*STATED GOAL 1*. Using the report on the violence in Egypt, explain why there was no sign that the chaos would end soon. Answer in one to three sentences.
*STATED GOAL 2*. From the report on the violence in Egypt, extract the passage starting at "There was no" and ending at "liberty in Egypt''.".

[BEGIN SELECTION]

Defying a 7 pm curfew, antagonists battled there into the night, lit by an unchecked fire that consumed a nearby office building.
The military-appointed government issued a statement declaring that the military, the police and the people were ''standing together in the face of the treacherous terrorist scheme against Egypt of the Brotherhood organization.''
France and Germany called for an emergency meeting of European foreign ministers to respond to Egypt's violence. ''The toll of death and injury is shocking,'' said Catherine Aston, the top diplomat for the European Union. ''Responsibility for this tragedy weighs heavily on the interim government, as well as on the wider political leadership in the country.''
Just two days earlier, the police had routed thousands of protesters from sit-ins in support of Morsi and his Brotherhood, killing several hundred. The government suspended legal protections against arbitrary police action and authorized security forces to kill anyone who threatened a public facility (See: Morsi supporters plan more protests in Cairo).
The violence started soon after noon prayers. For the first time since Morsi's removal six weeks ago, some non-Islamists stood with the Morsi supporters, sometimes risking their own lives as well.
There was no sign that the chaos would end anytime soon. The Muslim Brotherhood, the main Islamist group behind Morsi, called for marches every day for the next week, and vowed to hold daily, nonviolent marches to Ramses Square for morning and evening prayers, paraphrasing American independence leader and later President Thomas Jefferson to say that bloodshed ''irrigates the tree of liberty in Egypt''.

[END SELECTION]
[BEGIN DATA SHOWN]

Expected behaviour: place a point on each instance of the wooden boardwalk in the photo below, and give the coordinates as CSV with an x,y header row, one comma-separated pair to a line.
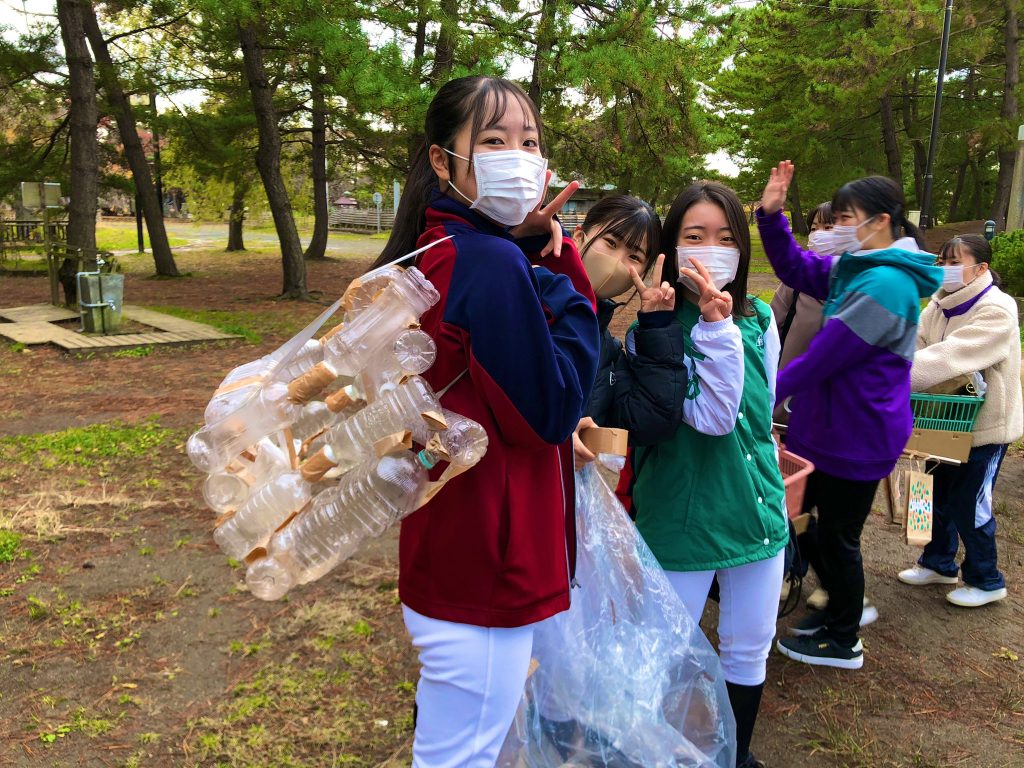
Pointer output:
x,y
35,325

[END DATA SHOWN]

*CORRECT OUTPUT 1*. The Muslim Brotherhood, the main Islamist group behind Morsi, called for marches every day for the next week. It also vowed to hold daily, nonviolent marches to Ramses Square for morning and evening prayers.

*CORRECT OUTPUT 2*.
There was no sign that the chaos would end anytime soon. The Muslim Brotherhood, the main Islamist group behind Morsi, called for marches every day for the next week, and vowed to hold daily, nonviolent marches to Ramses Square for morning and evening prayers, paraphrasing American independence leader and later President Thomas Jefferson to say that bloodshed ''irrigates the tree of liberty in Egypt''.